___ EXERCISE MATERIALS ___
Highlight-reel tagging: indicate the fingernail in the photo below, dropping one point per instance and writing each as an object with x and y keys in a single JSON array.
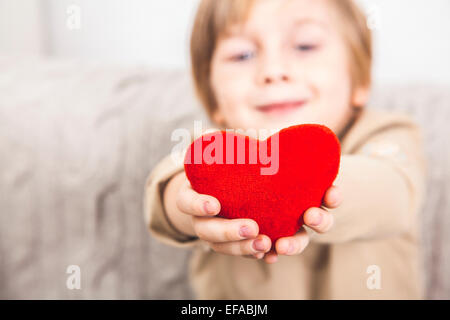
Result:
[
  {"x": 291, "y": 248},
  {"x": 258, "y": 245},
  {"x": 317, "y": 218},
  {"x": 245, "y": 232},
  {"x": 208, "y": 207}
]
___
Write out all of the lines above again, including the request, with every x and y coordinate in the answer shifted up by 21. Omit the picture.

Highlight-reel tagging: indicate the fingernail in the photo below, dropping one point per instance and writing each as an object with x and y keys in a single JSON array.
Result:
[
  {"x": 312, "y": 269},
  {"x": 279, "y": 266},
  {"x": 338, "y": 239},
  {"x": 266, "y": 253},
  {"x": 229, "y": 228}
]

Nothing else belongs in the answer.